■ **Brief 1**
Answer these questions using the biography of Thomas Sotheron-Estcourt below.
(a) At which schools was he educated?
(b) Which constituency did he represent after his first election to Parliament in 1829?
(c) What office did he take up when he entered Lord Derby's second government in 1858?

■ **Excerpted passage**
+ + + +
Thomas Henry Sutton Sotheron-Estcourt PC DL JP (4 April 1801 – 6 January 1876), known as Thomas Bucknall-Estcourt until 1839 and as Thomas Sotheron from 1839 to 1855, was a British Conservative politician.

Background and education
Sotheron-Estcourt was the eldest son of Thomas Grimston Estcourt, Member of Parliament (MP) for Devizes and Oxford University, son of Thomas Estcourt, Member of Parliament for Cricklade. His mother was Eleanor, daughter of James Sutton. He was educated at Harrow and Oriel College, Oxford.

Political career
Estcourt was elected to Parliament as MP for Marlborough in 1829. He was elected to parliament again in 1835 as MP for Devizes, switched to North Wiltshire in 1844, and continued in the Commons until 1865. Sotheron resumed the name Estcourt in 1855, and entered Lord Derby's second government in 1858 as President of the Poor Law Board. The next year, he became Home Secretary, but the government soon fell. He had been sworn of the Privy Council in 1858.
+ + + +
■ **Pointing dataset records**
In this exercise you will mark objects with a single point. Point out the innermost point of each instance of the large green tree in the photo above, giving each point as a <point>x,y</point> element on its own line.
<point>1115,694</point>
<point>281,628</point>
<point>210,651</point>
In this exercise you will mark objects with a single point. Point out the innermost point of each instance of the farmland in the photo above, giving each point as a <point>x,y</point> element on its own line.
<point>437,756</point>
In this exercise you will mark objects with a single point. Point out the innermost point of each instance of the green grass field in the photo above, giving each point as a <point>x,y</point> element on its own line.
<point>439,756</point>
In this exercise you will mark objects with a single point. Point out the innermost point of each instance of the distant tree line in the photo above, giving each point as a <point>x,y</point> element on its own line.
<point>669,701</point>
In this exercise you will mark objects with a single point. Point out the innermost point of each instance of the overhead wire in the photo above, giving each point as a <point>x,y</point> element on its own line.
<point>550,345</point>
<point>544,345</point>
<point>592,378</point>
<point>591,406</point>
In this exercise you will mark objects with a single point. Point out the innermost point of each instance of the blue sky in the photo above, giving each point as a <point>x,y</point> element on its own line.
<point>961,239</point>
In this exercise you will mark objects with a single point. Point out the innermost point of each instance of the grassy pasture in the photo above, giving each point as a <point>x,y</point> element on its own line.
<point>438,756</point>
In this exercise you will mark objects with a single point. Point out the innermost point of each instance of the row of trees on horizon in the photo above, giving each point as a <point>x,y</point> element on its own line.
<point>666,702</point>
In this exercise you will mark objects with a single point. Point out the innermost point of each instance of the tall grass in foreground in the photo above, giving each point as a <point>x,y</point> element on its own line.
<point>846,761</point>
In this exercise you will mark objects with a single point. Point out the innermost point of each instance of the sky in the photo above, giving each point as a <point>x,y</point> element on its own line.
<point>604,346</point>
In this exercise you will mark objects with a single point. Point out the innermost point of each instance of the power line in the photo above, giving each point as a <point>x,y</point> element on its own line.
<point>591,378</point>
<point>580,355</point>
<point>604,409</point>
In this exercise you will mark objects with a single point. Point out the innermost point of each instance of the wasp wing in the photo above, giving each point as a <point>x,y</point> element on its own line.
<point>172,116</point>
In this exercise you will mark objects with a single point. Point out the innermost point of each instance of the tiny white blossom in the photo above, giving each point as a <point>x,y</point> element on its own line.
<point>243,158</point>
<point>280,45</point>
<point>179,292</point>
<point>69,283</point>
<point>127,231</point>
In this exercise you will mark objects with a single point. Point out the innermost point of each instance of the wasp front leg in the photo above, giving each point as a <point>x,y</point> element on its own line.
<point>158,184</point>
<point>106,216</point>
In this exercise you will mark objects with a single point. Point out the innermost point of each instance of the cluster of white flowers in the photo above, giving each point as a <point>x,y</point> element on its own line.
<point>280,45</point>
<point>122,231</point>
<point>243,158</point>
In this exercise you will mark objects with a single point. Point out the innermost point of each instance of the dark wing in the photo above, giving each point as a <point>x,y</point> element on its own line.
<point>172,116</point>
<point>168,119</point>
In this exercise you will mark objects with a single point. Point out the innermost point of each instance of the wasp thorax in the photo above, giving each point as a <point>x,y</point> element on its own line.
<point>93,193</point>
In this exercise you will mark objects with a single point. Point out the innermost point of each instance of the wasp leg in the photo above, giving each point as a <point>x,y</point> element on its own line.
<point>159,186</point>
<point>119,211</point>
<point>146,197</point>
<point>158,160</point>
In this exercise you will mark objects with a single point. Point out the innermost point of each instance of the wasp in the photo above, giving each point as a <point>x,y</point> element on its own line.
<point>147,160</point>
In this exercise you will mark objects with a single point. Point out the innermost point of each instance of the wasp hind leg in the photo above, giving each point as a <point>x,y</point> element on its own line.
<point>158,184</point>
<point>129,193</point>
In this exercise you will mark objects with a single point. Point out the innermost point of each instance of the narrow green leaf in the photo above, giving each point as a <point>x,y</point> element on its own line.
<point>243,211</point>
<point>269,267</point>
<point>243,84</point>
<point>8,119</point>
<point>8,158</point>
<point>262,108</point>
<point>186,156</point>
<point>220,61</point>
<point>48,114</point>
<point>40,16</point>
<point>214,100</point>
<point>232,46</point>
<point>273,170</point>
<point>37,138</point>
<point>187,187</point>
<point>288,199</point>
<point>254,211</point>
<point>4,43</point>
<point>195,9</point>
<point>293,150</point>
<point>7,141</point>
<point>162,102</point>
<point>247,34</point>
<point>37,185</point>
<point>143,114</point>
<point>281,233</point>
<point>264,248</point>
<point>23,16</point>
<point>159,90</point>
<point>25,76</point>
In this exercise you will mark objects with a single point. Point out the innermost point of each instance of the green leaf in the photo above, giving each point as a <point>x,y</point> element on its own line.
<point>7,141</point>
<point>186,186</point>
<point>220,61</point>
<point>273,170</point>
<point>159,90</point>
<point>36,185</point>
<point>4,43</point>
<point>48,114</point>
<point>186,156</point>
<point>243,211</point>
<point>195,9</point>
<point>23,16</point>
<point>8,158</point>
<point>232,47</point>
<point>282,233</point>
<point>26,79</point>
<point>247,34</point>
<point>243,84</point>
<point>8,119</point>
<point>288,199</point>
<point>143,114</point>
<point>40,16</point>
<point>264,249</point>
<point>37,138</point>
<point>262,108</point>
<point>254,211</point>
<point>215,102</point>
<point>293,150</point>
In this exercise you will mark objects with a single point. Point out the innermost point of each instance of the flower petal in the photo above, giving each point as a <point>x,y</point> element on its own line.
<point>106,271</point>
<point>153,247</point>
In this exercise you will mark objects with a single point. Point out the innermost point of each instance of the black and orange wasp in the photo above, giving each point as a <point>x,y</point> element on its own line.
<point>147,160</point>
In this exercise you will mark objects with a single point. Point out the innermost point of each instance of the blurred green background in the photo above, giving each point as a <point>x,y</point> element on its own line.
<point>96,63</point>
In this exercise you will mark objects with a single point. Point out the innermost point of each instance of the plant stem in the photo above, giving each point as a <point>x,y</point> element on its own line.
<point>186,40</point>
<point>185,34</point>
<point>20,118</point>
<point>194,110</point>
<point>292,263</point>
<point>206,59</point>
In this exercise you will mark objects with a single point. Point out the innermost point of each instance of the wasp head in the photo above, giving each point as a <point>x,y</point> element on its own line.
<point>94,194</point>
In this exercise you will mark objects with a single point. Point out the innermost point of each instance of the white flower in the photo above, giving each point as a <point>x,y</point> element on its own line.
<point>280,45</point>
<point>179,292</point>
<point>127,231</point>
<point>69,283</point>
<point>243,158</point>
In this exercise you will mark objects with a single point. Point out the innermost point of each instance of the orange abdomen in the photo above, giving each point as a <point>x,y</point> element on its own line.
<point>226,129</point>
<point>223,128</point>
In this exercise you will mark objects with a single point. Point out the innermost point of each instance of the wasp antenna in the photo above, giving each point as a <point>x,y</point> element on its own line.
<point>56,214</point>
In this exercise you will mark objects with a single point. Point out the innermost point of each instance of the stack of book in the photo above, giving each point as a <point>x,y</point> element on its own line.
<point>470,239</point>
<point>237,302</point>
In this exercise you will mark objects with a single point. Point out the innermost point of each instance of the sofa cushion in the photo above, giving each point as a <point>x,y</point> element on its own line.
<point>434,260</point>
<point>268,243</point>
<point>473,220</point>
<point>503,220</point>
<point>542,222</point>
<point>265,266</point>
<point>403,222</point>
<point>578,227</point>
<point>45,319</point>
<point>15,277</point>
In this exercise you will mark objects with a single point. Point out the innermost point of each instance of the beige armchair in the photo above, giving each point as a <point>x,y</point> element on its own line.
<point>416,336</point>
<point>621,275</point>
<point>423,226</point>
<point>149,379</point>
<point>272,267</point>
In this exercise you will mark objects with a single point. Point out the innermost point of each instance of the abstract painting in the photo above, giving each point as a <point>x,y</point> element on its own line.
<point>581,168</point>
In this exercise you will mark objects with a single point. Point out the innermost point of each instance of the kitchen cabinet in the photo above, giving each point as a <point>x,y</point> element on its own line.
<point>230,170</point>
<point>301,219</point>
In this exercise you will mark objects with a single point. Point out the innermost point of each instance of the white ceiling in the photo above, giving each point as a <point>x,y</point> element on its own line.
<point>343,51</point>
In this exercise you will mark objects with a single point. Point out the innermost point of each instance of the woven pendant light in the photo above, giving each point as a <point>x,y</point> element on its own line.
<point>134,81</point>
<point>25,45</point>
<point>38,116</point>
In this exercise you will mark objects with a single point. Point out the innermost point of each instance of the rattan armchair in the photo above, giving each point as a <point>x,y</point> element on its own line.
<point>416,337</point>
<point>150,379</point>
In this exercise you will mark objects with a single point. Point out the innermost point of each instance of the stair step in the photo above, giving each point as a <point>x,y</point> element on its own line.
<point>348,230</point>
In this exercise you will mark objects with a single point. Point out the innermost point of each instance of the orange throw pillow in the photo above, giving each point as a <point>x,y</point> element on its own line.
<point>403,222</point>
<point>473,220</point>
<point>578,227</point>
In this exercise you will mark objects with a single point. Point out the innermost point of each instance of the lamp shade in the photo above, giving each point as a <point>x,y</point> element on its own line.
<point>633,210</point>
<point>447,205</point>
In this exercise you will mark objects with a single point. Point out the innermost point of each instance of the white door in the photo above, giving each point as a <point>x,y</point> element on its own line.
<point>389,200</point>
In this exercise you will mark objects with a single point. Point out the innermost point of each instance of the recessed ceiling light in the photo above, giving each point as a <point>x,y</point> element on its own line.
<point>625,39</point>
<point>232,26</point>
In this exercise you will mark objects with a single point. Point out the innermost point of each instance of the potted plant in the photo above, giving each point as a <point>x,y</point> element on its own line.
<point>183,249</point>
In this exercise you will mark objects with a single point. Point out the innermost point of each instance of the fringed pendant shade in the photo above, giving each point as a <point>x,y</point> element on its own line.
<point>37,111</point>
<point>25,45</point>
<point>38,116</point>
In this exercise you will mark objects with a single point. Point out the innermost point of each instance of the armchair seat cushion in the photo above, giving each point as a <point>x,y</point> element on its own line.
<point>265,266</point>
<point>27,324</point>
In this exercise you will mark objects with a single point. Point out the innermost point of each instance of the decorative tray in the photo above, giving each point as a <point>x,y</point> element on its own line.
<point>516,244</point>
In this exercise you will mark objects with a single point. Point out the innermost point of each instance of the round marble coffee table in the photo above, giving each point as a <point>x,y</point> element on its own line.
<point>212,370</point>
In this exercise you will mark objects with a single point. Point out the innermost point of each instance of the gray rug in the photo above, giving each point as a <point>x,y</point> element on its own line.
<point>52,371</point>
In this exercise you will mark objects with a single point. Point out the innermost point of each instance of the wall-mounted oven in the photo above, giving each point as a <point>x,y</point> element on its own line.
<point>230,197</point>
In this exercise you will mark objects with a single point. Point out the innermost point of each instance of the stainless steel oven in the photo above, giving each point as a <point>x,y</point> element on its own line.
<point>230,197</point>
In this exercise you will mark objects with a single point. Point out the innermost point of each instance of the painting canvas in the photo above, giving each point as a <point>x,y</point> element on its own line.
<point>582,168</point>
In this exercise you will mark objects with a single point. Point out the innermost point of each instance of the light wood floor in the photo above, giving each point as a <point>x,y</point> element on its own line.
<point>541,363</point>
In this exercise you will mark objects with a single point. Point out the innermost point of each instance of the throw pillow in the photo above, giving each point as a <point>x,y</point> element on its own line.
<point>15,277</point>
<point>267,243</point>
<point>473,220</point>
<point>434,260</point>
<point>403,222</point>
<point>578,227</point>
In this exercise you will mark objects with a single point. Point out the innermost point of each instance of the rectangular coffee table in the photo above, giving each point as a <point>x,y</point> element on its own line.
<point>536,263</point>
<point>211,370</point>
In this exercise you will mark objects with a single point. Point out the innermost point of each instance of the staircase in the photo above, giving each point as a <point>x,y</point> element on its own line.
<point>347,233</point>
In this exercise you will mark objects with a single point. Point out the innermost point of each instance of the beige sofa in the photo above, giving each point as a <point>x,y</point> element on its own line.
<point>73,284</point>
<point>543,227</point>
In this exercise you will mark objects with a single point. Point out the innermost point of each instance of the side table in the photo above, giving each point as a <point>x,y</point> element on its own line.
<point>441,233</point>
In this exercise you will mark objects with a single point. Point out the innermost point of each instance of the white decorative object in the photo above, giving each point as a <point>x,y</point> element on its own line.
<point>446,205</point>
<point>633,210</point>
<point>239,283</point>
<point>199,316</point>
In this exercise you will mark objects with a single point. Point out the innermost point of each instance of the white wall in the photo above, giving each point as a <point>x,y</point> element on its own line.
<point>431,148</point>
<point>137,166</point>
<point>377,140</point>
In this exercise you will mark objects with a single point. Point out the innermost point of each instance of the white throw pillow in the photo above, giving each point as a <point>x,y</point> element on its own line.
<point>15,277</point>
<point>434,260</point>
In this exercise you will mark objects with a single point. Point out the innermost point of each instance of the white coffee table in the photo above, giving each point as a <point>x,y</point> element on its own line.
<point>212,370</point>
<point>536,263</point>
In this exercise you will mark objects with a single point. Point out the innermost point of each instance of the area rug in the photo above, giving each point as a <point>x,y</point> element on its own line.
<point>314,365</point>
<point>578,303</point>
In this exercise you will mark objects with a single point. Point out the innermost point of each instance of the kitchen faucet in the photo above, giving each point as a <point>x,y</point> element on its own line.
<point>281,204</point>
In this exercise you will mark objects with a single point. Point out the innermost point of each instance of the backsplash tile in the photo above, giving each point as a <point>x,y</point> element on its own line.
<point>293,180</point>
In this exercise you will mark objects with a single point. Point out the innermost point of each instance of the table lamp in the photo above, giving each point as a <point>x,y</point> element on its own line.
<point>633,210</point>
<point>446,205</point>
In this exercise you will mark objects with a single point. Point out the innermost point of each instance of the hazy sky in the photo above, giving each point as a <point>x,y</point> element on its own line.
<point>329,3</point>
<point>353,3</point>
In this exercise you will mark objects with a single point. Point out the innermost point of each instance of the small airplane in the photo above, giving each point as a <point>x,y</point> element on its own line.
+ + + +
■ **Brief 2**
Rewrite only the records between the line holding "the wasp head" and the line holding "<point>237,302</point>", inclusive, with their requests. In the answers, multiply every point coordinate by 0.3 and round each result to a whole number, with halves going up.

■ **Correct response 1**
(a) Harrow and Oriel College, Oxford
(b) Marlborough
(c) President of the Poor Law Board

■ **Correct response 2**
In this exercise you will mark objects with a single point. Point out the innermost point of each instance of the wasp head in the photo above, giving each point as a <point>x,y</point> element on its own line.
<point>28,58</point>
In this exercise you will mark objects with a single point. Point out the innermost point of each instance of the white flower in the photo above, giving each point as a <point>x,y</point> element on its own line.
<point>84,14</point>
<point>54,88</point>
<point>38,69</point>
<point>21,85</point>
<point>73,47</point>
In this exercise you will mark objects with a single point. Point out the innermost point of each instance of the orange abdomen in the photo above, giving each point as a <point>x,y</point> element on its own line.
<point>68,39</point>
<point>67,38</point>
In this exercise you will mark objects with a single point. Point out the innermost point of each instance of the wasp antenna in the photo above, giving each point as a <point>x,y</point> element on its own line.
<point>17,64</point>
In this exercise you will mark objects with a single point. Point out the innermost point of each instance of the stack of book in the photo above, giving each point as a <point>x,y</point> element on its own line.
<point>141,72</point>
<point>71,91</point>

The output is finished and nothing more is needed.